# RECORDED INFORMATION

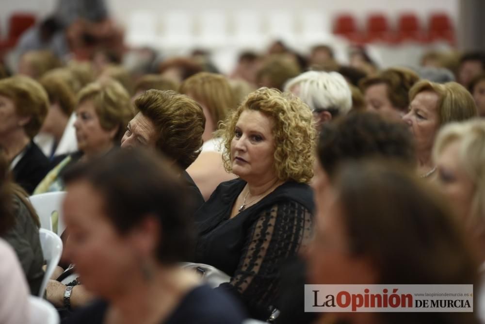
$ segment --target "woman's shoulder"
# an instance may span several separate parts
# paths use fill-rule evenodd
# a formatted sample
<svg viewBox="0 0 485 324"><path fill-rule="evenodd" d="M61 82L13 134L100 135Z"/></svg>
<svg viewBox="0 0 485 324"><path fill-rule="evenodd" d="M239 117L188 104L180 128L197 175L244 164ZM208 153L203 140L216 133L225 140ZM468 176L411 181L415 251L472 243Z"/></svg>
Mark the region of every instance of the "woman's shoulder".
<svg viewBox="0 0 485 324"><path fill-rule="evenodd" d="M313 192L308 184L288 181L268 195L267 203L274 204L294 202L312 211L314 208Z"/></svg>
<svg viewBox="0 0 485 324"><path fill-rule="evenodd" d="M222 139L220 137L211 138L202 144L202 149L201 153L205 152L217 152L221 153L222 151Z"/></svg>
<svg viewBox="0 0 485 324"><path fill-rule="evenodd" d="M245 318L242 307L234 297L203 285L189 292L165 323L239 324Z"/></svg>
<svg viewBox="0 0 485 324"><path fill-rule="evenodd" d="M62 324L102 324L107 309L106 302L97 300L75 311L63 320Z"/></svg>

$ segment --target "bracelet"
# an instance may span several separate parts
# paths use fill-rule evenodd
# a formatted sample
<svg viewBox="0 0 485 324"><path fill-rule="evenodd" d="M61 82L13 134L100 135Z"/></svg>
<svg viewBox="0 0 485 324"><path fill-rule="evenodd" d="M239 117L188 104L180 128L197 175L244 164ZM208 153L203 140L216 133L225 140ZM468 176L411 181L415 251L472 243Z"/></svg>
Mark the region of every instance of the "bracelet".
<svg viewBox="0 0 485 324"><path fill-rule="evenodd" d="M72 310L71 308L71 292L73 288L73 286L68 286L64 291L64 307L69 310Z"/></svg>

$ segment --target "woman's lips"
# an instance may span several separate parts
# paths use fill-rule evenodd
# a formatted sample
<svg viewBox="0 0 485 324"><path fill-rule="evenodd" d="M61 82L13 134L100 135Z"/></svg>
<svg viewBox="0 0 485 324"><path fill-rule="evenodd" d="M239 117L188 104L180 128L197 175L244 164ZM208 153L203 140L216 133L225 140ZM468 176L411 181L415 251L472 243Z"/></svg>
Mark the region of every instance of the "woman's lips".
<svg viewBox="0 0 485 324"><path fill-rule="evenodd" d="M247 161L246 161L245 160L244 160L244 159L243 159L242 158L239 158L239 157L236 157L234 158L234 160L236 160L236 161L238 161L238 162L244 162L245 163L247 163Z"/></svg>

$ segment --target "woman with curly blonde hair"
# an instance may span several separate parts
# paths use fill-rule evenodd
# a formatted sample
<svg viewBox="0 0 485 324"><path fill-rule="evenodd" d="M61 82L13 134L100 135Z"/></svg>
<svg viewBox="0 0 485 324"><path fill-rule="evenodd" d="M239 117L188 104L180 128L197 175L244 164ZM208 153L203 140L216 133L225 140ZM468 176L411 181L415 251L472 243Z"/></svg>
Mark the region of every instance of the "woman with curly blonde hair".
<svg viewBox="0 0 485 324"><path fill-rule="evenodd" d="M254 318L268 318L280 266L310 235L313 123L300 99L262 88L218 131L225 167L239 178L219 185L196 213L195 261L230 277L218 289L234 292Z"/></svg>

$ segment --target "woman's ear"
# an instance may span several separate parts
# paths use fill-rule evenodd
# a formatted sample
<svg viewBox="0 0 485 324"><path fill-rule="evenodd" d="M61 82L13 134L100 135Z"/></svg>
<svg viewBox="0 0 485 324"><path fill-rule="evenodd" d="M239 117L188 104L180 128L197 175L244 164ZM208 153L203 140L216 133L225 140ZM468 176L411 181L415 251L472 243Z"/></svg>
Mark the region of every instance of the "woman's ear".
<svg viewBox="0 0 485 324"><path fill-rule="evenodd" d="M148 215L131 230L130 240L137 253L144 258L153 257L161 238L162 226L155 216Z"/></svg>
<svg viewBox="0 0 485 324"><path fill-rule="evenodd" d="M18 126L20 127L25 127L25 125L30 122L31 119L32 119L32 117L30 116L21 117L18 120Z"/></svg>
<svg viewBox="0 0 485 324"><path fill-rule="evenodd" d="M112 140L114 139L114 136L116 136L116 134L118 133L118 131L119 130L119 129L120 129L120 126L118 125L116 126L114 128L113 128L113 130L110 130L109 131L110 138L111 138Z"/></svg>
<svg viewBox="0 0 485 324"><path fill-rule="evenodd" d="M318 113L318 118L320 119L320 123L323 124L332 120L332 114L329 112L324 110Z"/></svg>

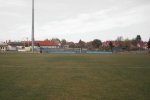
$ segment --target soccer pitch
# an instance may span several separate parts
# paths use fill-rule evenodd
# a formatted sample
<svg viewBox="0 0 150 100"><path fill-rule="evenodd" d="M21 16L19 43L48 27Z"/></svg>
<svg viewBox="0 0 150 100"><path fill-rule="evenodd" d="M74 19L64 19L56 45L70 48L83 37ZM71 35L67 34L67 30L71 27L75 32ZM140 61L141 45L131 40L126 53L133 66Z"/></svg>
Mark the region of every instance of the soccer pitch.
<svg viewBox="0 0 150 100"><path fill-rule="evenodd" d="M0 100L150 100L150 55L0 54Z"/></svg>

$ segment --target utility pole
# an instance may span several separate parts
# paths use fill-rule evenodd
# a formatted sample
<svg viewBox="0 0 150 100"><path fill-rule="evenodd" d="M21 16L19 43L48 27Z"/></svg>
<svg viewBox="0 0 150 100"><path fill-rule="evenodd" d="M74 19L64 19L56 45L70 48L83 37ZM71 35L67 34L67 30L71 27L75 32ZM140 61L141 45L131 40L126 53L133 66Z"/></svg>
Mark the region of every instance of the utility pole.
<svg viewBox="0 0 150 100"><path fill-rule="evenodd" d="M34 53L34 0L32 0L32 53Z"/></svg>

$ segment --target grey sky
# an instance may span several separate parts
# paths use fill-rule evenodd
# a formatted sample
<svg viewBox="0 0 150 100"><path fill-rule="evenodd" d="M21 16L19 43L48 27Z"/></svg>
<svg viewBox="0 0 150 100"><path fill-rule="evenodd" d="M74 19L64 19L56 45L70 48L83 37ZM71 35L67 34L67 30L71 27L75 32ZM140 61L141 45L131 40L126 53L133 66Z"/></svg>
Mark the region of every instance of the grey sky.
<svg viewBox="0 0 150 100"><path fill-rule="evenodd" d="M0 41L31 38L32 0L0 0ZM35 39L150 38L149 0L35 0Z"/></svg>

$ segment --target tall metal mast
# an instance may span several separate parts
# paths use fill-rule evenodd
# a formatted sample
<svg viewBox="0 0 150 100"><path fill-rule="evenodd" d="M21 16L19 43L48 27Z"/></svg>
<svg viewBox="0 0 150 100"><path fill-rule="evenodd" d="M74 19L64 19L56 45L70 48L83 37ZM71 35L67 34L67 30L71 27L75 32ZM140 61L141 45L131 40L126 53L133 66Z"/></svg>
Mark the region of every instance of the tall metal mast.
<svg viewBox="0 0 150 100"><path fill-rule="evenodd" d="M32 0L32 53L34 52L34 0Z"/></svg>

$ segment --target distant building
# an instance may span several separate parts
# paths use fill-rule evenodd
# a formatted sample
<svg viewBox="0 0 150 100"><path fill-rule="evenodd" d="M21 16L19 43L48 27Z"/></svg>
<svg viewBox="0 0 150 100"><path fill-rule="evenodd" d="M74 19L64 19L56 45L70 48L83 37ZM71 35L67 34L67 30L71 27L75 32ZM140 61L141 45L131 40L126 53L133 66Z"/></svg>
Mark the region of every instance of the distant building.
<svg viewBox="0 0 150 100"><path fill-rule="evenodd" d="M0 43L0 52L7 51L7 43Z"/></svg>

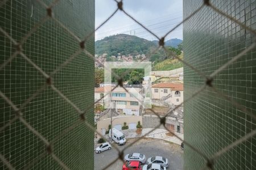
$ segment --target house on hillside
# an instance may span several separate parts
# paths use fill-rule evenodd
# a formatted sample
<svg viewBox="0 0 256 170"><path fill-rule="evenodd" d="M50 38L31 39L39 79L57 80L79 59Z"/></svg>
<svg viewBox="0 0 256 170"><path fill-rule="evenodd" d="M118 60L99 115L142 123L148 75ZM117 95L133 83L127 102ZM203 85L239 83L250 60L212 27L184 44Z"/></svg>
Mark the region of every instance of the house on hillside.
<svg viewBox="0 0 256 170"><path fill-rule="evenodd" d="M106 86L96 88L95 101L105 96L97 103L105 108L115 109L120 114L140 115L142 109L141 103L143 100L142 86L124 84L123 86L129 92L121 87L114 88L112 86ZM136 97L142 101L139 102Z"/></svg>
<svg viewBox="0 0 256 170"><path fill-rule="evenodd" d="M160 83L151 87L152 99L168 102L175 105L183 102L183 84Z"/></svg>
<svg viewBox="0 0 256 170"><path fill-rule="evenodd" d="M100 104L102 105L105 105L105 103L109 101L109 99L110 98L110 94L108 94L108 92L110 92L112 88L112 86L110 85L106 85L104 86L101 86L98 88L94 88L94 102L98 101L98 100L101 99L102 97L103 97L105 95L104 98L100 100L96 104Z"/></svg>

==

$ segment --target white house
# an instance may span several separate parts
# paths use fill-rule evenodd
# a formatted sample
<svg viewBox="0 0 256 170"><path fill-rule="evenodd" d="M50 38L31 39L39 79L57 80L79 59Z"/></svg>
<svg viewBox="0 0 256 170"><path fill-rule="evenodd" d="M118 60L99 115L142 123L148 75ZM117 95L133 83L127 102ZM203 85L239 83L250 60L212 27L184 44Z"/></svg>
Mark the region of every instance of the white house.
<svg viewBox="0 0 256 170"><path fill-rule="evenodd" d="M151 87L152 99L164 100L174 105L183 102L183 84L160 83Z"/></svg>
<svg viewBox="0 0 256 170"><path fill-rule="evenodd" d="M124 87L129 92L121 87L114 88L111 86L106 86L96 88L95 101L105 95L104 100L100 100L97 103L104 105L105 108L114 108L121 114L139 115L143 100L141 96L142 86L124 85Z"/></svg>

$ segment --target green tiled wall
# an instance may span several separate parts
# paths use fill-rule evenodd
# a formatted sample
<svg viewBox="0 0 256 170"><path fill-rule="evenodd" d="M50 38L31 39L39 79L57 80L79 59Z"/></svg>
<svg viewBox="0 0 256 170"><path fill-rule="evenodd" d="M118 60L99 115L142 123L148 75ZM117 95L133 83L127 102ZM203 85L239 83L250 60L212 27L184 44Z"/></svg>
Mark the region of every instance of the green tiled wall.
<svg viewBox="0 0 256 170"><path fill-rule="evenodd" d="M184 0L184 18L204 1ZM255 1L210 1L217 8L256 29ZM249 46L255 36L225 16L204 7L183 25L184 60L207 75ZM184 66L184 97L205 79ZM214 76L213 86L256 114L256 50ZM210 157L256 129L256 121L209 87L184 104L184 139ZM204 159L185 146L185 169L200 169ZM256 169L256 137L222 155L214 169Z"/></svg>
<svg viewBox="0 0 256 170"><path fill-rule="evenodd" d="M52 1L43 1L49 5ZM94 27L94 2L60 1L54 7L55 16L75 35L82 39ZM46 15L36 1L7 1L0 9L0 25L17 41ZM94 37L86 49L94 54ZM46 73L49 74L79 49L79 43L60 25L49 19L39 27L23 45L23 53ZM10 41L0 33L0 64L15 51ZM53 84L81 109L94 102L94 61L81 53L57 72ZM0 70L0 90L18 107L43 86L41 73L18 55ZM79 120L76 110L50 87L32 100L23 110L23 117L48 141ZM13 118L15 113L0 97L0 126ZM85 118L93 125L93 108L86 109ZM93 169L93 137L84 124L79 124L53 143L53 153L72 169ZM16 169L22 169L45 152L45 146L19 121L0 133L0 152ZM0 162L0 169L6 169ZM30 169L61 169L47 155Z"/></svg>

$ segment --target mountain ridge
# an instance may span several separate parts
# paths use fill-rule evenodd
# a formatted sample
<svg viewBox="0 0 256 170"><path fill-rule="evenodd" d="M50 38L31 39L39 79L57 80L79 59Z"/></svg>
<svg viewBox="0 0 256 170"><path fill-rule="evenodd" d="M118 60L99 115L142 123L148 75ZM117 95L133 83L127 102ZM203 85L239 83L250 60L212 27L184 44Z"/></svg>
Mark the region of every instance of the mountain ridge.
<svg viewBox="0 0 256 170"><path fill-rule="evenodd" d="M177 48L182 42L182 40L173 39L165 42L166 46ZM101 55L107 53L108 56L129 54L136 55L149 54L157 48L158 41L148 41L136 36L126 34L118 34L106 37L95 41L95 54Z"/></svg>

# DO THIS
How many lines in the material above contain the word "mountain"? Treat uppercase and lowercase as different, and reply with the number only.

# WRITTEN ANSWER
2